> Dataset records
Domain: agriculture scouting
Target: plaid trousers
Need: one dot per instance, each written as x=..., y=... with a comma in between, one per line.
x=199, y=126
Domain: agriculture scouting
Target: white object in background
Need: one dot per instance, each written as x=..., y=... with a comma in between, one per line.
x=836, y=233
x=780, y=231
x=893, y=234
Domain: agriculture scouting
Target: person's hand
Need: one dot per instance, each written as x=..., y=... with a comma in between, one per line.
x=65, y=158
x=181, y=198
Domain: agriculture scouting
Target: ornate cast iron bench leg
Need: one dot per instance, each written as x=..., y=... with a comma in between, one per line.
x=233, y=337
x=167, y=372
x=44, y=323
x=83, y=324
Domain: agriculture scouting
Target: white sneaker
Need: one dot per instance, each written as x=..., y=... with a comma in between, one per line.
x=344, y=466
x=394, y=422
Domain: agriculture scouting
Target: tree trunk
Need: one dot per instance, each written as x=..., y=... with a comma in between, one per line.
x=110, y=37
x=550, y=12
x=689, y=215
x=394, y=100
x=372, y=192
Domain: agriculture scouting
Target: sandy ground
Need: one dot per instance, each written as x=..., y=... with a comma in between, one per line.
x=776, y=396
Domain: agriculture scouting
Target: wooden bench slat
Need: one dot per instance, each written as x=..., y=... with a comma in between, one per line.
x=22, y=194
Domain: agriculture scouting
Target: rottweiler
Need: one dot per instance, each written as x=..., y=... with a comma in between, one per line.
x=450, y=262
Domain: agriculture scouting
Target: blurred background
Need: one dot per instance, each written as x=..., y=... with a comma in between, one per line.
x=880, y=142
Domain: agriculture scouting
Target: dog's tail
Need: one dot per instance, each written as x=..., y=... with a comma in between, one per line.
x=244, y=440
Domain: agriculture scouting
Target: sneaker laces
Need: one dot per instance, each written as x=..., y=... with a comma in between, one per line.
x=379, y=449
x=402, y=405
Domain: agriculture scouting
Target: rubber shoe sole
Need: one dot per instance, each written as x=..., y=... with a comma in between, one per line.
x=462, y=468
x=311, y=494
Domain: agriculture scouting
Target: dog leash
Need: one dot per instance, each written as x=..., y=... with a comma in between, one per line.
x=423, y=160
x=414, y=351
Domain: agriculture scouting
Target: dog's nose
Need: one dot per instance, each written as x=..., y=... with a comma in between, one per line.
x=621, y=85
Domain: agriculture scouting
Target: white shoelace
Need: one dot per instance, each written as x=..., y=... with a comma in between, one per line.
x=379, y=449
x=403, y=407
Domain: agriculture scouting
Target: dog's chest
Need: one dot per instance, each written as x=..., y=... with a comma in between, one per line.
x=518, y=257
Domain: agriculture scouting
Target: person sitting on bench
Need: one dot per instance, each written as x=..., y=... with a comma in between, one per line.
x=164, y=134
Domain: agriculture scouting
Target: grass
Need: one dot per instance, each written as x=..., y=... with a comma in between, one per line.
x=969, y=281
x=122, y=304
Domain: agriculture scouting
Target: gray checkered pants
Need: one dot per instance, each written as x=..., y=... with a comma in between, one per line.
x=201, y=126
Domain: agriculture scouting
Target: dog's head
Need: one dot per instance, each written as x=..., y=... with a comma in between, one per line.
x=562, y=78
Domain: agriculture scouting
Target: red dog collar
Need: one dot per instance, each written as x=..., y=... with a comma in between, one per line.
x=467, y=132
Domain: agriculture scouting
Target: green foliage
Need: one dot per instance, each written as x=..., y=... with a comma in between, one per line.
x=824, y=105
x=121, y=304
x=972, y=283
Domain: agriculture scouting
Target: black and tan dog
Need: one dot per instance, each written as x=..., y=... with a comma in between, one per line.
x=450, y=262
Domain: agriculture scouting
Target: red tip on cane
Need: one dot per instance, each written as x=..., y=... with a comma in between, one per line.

> Problem to solve
Render the data above as a Markdown table with the columns No. and Line, starting with its first line and going on through the line that contains "x=893, y=234", both included. Leave out any blank lines.

> Solution for this exercise
| No. | Line |
|---|---|
| 1 | Domain: agriculture scouting |
| 2 | Target: plaid trousers |
| 3 | Need: one dot per instance, each written as x=..., y=... with a comma in between, one per line. |
| 4 | x=199, y=126 |
| 5 | Domain: agriculture scouting |
| 6 | Target: white object in background |
| 7 | Need: one dot per instance, each written as x=..., y=... with a comma in between, one per line. |
| 8 | x=836, y=233 |
| 9 | x=780, y=231 |
| 10 | x=893, y=234 |